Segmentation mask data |
Content starts

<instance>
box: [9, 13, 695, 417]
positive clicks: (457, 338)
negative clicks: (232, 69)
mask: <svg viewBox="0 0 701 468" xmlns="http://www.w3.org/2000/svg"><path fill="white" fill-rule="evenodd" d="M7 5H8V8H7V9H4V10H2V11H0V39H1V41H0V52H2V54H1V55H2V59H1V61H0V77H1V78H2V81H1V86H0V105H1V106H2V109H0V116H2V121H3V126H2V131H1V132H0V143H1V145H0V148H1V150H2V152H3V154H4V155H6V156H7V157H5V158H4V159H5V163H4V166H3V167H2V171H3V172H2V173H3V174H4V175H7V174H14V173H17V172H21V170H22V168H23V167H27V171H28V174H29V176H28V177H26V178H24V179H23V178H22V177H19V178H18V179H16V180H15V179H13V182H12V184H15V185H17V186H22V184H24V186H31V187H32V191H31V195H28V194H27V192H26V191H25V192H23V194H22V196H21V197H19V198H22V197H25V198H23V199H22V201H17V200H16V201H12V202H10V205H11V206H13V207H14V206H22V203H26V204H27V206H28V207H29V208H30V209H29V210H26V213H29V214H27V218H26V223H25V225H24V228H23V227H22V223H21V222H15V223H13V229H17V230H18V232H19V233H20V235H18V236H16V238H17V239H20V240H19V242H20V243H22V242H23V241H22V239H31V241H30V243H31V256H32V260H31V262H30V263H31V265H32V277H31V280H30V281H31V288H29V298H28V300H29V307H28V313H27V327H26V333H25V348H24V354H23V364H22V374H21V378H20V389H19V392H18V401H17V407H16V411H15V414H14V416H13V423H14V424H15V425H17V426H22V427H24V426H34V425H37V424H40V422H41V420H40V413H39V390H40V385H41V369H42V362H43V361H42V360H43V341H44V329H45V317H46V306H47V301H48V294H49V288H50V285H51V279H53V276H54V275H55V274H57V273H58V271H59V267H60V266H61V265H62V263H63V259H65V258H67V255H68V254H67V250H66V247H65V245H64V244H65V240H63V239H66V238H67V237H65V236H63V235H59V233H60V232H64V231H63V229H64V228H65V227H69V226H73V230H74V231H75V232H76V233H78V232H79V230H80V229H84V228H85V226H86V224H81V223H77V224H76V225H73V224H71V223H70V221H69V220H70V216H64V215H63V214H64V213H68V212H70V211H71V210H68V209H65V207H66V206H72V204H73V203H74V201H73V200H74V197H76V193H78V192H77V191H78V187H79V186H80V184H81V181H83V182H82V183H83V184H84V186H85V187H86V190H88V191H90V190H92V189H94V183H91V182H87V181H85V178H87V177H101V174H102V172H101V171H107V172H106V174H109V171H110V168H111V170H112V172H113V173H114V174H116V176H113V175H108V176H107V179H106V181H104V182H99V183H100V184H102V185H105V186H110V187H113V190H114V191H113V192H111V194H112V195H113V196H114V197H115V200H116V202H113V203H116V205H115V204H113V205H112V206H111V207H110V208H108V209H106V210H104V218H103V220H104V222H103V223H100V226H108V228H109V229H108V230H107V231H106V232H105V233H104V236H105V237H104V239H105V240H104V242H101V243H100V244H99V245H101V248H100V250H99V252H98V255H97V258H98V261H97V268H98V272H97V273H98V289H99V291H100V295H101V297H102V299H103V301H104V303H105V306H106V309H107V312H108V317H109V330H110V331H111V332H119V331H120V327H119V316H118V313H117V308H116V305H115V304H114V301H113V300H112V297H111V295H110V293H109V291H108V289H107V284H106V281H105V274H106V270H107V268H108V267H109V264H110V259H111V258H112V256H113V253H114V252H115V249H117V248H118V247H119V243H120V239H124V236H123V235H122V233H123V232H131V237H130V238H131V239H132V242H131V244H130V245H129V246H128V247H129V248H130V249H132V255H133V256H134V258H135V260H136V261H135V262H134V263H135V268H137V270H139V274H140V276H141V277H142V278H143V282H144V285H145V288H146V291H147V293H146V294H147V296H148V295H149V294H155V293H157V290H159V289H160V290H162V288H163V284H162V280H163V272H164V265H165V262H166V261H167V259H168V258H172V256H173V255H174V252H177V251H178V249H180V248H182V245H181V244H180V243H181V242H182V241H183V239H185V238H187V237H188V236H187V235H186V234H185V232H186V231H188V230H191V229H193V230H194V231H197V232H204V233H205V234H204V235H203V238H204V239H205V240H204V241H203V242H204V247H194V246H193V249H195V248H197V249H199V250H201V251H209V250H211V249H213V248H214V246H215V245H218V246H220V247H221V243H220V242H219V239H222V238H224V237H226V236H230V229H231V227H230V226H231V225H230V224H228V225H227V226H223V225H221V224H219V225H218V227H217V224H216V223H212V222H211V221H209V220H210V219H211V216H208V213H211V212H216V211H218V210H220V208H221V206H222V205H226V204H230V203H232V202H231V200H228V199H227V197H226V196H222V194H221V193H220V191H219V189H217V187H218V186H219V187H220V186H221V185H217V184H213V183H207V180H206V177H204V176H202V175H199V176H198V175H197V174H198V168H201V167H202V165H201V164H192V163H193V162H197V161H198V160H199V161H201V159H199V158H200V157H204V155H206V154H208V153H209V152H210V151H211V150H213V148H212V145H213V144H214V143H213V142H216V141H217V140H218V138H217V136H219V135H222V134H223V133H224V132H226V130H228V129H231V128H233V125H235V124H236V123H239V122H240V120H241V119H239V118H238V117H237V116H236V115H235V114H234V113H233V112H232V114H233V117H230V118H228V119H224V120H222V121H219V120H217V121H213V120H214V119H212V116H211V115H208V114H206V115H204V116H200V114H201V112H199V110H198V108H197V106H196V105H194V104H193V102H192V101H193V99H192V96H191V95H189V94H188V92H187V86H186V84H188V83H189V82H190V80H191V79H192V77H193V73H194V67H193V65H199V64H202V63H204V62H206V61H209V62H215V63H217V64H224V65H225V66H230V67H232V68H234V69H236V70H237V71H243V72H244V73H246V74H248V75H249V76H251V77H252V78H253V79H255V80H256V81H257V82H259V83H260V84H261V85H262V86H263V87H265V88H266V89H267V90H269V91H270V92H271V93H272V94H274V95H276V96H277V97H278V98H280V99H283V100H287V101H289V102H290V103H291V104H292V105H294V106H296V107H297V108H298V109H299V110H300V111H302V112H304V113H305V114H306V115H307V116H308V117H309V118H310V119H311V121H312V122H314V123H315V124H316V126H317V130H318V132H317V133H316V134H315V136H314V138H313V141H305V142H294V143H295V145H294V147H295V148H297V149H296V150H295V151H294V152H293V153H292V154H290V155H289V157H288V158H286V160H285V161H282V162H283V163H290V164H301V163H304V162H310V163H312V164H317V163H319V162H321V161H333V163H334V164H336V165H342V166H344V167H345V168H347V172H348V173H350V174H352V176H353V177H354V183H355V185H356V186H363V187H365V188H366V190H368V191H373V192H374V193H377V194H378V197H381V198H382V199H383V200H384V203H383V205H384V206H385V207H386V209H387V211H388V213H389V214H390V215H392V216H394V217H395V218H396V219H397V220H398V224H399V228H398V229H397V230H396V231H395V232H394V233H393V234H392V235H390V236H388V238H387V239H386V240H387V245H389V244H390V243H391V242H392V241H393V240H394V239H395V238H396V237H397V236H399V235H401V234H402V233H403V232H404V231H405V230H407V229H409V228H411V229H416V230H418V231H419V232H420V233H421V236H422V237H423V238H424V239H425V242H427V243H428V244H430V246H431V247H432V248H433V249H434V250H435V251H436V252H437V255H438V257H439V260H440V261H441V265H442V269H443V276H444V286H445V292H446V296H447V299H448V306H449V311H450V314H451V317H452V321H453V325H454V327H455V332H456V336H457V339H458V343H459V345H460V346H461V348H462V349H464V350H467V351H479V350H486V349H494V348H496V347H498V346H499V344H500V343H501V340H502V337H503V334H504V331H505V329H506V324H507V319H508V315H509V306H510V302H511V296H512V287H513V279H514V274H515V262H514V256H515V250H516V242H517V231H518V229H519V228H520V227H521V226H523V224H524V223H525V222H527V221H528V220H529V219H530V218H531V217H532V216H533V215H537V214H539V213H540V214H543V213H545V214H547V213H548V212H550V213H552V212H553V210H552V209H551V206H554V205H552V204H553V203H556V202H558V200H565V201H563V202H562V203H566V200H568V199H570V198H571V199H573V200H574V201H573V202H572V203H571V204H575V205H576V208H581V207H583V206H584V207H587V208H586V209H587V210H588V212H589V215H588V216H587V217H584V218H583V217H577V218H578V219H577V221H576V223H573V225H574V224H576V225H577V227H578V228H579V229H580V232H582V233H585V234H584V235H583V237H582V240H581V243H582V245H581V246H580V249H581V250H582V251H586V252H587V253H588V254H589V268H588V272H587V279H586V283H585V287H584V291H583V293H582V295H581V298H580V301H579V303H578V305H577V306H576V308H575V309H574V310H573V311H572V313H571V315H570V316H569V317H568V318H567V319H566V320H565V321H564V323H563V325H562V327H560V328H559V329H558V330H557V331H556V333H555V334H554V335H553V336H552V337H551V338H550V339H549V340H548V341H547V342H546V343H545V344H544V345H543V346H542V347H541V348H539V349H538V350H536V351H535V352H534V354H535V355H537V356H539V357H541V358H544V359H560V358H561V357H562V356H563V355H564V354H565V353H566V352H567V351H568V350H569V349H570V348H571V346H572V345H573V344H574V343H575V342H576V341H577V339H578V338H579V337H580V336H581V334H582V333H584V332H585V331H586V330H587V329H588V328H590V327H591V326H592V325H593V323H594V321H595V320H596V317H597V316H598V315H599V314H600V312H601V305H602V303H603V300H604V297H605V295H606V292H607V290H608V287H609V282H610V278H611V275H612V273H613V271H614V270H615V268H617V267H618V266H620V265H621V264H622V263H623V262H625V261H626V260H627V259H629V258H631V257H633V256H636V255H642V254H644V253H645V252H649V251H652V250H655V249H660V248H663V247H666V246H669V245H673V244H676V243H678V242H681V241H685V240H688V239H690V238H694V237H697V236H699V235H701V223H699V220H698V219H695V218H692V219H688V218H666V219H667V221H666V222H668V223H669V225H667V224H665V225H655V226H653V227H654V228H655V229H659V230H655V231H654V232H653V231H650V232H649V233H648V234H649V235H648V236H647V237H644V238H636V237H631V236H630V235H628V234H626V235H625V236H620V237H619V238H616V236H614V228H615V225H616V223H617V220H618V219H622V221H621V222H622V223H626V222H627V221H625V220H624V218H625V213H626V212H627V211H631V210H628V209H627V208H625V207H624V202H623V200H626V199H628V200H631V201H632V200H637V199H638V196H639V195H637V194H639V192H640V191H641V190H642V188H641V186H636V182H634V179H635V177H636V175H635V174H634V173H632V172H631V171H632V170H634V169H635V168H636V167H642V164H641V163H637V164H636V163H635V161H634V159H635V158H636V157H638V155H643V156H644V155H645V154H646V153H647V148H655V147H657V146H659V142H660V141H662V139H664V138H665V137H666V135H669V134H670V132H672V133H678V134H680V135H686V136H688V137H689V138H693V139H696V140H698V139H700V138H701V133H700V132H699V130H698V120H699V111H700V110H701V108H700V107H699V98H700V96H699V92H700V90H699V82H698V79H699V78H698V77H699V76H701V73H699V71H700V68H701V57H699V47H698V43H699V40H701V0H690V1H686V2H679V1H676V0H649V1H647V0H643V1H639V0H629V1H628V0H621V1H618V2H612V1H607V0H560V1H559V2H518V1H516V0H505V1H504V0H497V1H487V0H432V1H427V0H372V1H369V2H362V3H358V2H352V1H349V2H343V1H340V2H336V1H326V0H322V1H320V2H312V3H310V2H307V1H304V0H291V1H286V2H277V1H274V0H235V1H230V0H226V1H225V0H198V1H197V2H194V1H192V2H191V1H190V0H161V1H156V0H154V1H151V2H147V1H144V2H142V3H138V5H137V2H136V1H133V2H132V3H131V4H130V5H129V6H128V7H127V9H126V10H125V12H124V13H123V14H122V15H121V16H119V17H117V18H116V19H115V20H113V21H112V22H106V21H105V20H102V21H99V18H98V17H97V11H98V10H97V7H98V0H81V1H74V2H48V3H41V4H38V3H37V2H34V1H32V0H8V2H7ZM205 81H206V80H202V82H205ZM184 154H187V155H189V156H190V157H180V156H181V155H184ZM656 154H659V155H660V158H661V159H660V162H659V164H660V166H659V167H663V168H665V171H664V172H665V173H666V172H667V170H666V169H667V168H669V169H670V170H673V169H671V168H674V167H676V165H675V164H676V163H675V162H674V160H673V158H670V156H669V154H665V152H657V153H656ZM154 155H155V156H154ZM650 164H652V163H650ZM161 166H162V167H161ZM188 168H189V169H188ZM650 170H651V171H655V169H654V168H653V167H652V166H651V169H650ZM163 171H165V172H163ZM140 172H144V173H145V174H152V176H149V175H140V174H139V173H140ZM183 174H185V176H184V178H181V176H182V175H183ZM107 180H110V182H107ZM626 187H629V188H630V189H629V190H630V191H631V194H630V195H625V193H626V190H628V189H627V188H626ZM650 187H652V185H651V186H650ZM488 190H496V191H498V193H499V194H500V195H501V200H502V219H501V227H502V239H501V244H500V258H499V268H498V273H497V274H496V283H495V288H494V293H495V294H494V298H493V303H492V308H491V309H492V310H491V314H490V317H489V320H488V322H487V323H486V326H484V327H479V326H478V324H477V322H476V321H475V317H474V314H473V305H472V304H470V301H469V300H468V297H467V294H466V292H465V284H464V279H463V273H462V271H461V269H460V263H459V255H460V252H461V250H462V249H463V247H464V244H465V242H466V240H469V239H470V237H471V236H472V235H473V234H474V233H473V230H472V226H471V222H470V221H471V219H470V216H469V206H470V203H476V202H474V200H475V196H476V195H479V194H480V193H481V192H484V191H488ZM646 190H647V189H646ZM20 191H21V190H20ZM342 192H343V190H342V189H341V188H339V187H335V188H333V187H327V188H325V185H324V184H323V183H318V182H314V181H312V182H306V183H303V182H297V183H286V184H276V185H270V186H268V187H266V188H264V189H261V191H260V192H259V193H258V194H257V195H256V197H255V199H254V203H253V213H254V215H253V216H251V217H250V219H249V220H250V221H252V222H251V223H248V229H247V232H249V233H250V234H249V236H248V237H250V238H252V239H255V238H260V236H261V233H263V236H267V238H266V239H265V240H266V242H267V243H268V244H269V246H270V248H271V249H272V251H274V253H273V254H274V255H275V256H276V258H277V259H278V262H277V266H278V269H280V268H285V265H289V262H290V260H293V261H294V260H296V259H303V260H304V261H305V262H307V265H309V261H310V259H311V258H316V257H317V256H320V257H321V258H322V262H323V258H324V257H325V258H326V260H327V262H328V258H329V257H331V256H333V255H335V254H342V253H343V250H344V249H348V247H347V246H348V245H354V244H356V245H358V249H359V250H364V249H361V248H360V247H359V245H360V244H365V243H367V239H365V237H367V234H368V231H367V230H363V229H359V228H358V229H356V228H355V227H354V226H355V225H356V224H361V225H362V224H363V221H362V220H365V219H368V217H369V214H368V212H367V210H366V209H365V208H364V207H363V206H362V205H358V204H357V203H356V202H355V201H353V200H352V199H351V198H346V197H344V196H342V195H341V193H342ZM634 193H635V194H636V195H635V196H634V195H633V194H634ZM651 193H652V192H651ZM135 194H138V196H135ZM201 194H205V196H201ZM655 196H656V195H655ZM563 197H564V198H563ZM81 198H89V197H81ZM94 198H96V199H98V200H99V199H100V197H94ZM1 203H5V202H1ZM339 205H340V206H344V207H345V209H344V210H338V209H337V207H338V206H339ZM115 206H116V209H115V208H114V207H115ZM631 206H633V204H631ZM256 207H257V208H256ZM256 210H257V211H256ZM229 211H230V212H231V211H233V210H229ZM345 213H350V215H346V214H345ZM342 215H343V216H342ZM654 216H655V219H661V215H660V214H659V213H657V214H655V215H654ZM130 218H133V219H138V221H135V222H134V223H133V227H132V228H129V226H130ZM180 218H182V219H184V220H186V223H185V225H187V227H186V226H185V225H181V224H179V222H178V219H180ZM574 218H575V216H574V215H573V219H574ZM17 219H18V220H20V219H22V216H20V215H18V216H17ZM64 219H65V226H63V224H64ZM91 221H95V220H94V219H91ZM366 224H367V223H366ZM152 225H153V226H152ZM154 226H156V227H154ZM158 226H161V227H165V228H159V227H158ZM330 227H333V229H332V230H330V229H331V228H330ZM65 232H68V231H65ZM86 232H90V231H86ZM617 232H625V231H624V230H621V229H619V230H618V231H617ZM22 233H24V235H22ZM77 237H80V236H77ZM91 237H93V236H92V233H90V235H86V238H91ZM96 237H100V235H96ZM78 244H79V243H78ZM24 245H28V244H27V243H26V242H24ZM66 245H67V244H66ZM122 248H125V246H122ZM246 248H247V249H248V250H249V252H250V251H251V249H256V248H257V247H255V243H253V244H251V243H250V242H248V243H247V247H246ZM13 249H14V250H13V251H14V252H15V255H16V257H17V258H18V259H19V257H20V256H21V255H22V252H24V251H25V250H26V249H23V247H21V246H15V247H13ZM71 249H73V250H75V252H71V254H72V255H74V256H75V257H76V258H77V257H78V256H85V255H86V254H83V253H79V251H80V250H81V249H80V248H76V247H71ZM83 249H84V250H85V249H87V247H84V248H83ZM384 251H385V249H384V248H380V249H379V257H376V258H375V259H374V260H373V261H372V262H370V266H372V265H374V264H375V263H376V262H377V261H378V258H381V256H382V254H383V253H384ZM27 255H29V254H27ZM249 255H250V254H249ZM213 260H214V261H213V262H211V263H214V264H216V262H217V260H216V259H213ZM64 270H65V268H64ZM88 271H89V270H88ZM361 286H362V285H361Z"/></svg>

Content ends

Your objective | Copy out the lines of the records above in which the string "clicks" appears.

Task output |
positive clicks: (457, 338)
negative clicks: (232, 69)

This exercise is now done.